| Task instructions |
Copy every one of the records below line for line, changing nothing, but leave the pictures out of your copy.

| Material provided |
==============================

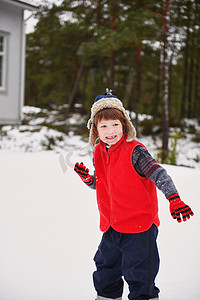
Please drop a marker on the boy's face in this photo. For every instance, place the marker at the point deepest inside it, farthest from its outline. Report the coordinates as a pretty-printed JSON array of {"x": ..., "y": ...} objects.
[{"x": 110, "y": 131}]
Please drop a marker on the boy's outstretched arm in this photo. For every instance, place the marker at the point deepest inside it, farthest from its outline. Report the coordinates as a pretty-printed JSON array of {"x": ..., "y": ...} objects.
[
  {"x": 147, "y": 166},
  {"x": 178, "y": 208},
  {"x": 83, "y": 172}
]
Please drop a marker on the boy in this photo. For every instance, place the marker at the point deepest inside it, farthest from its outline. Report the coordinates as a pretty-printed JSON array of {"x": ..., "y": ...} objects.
[{"x": 126, "y": 177}]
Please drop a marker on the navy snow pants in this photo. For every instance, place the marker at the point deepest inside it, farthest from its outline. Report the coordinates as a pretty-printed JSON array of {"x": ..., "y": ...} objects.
[{"x": 133, "y": 256}]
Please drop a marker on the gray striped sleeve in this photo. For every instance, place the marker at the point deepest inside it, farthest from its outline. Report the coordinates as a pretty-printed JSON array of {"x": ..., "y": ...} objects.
[{"x": 146, "y": 166}]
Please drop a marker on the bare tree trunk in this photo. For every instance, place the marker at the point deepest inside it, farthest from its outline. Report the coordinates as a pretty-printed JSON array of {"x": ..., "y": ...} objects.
[
  {"x": 138, "y": 83},
  {"x": 72, "y": 97},
  {"x": 165, "y": 79},
  {"x": 112, "y": 59}
]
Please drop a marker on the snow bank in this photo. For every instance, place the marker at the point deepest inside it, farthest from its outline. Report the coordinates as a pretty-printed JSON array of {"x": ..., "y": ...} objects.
[{"x": 49, "y": 231}]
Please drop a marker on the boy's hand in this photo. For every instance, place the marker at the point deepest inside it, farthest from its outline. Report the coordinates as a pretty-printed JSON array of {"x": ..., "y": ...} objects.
[
  {"x": 83, "y": 172},
  {"x": 178, "y": 207}
]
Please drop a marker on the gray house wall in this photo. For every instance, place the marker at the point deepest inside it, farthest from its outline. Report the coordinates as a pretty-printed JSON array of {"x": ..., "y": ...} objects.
[{"x": 12, "y": 97}]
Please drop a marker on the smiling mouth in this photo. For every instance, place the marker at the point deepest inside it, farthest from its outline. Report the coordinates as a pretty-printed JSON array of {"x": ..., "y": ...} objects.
[{"x": 111, "y": 137}]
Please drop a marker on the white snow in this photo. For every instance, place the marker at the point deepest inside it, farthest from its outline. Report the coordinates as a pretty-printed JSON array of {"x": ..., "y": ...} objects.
[{"x": 49, "y": 231}]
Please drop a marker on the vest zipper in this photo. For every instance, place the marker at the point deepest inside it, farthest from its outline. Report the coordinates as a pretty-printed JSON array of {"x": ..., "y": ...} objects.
[{"x": 109, "y": 190}]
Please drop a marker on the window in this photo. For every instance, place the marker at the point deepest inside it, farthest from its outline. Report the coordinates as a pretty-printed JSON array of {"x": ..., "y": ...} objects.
[{"x": 3, "y": 42}]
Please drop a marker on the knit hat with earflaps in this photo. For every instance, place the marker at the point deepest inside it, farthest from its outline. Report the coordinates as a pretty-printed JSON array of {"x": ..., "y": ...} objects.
[{"x": 108, "y": 100}]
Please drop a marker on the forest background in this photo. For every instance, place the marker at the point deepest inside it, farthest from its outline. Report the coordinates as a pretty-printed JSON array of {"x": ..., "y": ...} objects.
[{"x": 147, "y": 51}]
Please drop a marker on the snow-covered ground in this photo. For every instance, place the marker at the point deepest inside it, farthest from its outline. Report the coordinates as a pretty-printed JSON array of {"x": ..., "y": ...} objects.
[
  {"x": 38, "y": 133},
  {"x": 49, "y": 226}
]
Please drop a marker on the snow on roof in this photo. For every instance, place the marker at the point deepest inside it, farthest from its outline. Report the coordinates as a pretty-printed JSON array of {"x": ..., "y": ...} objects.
[{"x": 22, "y": 4}]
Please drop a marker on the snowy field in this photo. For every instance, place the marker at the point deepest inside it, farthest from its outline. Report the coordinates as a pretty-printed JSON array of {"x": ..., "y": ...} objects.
[
  {"x": 49, "y": 231},
  {"x": 49, "y": 220}
]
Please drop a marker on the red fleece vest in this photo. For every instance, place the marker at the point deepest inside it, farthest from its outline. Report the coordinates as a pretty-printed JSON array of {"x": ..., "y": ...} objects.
[{"x": 126, "y": 201}]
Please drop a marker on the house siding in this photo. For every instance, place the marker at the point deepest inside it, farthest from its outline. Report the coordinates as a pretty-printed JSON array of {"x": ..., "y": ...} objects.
[{"x": 11, "y": 99}]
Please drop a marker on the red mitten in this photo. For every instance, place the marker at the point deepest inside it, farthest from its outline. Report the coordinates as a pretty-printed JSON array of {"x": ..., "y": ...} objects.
[
  {"x": 178, "y": 207},
  {"x": 83, "y": 172}
]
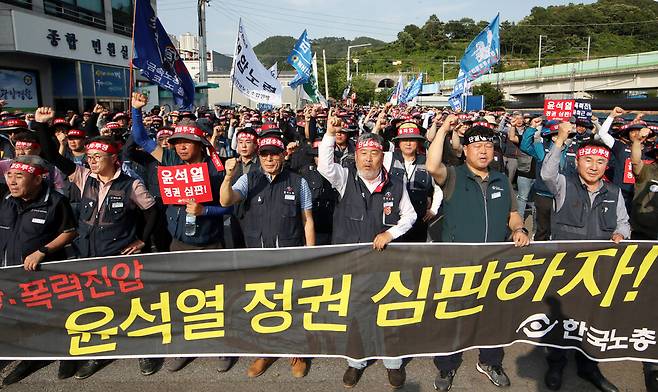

==============================

| Full output |
Please drop a marker on the boy's face in this photo. For every instance, place the marker at the point deepest inside it, farthest from its outline. Report the coordinates as a pretty-printed JSON array of {"x": ..., "y": ...} objects.
[{"x": 110, "y": 131}]
Please drop a marker on the boy's outstretched arm in this photo. For every instance, place the marker at the point deepest inside it, farthest from its outline. Report the coordinates as a pretty-printed JSON array of {"x": ..., "y": ...} objects.
[
  {"x": 147, "y": 166},
  {"x": 178, "y": 208},
  {"x": 83, "y": 172}
]
Please drop a marker on the boy in this photo. For every instance, place the marker at the point deepest inside it, farthest from its outline. Report the coordinates as a pretty-printed JSON array of {"x": ..., "y": ...} objects.
[{"x": 126, "y": 177}]
Please drop a marker on the navy snow pants in this photo. For every instance, place the marker at the point deepest inside it, farthest from its outline. Report the coordinates as a pretty-printed JSON array of {"x": ..., "y": ...} objects.
[{"x": 133, "y": 256}]
Please drop a marker on the gray striped sleeve in this photo. For every instance, place the marker at the point deepest inside it, farthest from its outline. Report the coordinates as a pretty-printed JSON array of {"x": ..., "y": ...} objects.
[{"x": 146, "y": 166}]
Please drop a marker on the bare tree trunk in this photo. For every instance, place the marker at the point deepest inside it, farthest from its outline. Report the coordinates as a pretty-printed JSON array of {"x": ..., "y": ...} objects.
[
  {"x": 138, "y": 83},
  {"x": 72, "y": 97},
  {"x": 165, "y": 79},
  {"x": 112, "y": 59}
]
Please drop a marker on the snow bank in this photo. For every instance, place the marker at the point deepest inside it, farthest from its outline. Report the coordinates as a pretty-printed JSON array of {"x": ..., "y": ...} objects.
[{"x": 49, "y": 231}]
Please drop a marker on the boy's hand in this photo. For every instance, place the marker at the point deepest inside it, farthest from its outline. Report the coordinates as a pretty-printed JSON array of {"x": ..., "y": ...} objects.
[
  {"x": 83, "y": 172},
  {"x": 178, "y": 207}
]
Please drop a marker on the gray house wall in this photo. For every instance, place the marker at the point deepest inside it, farthest from its outline. Report the coordinates as a pretty-printed JSON array of {"x": ..., "y": ...} objects.
[{"x": 12, "y": 97}]
Please drop a marker on the smiling mouth in this photo. For every instance, place the marker at the point deepest inside it, farthest from its outline. Report the coordinates as a pretty-printed JSON array of {"x": ..., "y": ...} objects.
[{"x": 111, "y": 137}]
Please drop a marker on the white snow in this photo. For every instance, place the marker at the point deepest inside it, farthest from its outline. Report the coordinates as a pretty-printed JSON array of {"x": ..., "y": ...} objects.
[{"x": 49, "y": 231}]
Please drop a marker on the vest zipper in this photo. For every instance, place the marker at the point deepest inside it, farthest from its outline. Report the coordinates as a pretty-printed JSON array of {"x": ..., "y": ...} objects.
[{"x": 109, "y": 190}]
Please drop a marker on the window in this photo. For every instance, place the marker at the point deepest inside it, farthest from its outline. Report the coordinates as a pretty-printed JSON array of {"x": ..., "y": ...} objects.
[{"x": 3, "y": 42}]
Please drop a marker on the knit hat with earflaps in this photo. For every instance, place the marker at the point deepest inside it, farthest from its outline. Report the coordinates as a pretty-printed JSON array of {"x": ..., "y": ...} objects.
[{"x": 108, "y": 100}]
Please drop a marker on the forest background in this photo. For every instance, place the marker at the point deepest inside it, farthest from its outline. Report the coordinates as a pretty-printed JSON array of {"x": ..., "y": ...} objects.
[{"x": 147, "y": 51}]
Please drop a marker on the snow-covered ground in this photo. For every instance, place the marker at the point deepest inside it, farthest from its outline. Report the coordinates as a pretty-printed JSON array of {"x": ..., "y": ...} objects.
[
  {"x": 38, "y": 133},
  {"x": 49, "y": 226}
]
Please drop a marker on the snow on roof in this photo. For every instance, place the marker at the point deepest inside it, farthest from its outline. Report the coordinates as a pretty-printed JSON array of {"x": ..., "y": ...} objects.
[{"x": 22, "y": 4}]
Please drop a marker on the snowy field in this photo. For every instance, place the marker at the point deepest inside it, farthest from its outline. Report the coordinates as a pretty-printed JSON array of {"x": ..., "y": ...} objects.
[
  {"x": 49, "y": 231},
  {"x": 49, "y": 220}
]
Please drop a marker on the red fleece vest in this photo. For every instance, place the marker at the point deepest inside it, farthest from its outline. Report the coordinates as a pretty-printed JSON array of {"x": ..., "y": ...} objects.
[{"x": 126, "y": 201}]
Please drop a marker on the house siding in this photo. For every instance, place the marker at the point deepest inside it, farthest from its outline. Report the coordinates as a pretty-printed JSON array of {"x": ..., "y": ...} objects.
[{"x": 11, "y": 99}]
Please drop a marker on the red mitten in this photo. For every instance, place the marker at the point deepest inside it, farthest from its outline. Report the coordinates as a pretty-printed JSON array of {"x": ..., "y": ...} objects.
[
  {"x": 178, "y": 207},
  {"x": 83, "y": 172}
]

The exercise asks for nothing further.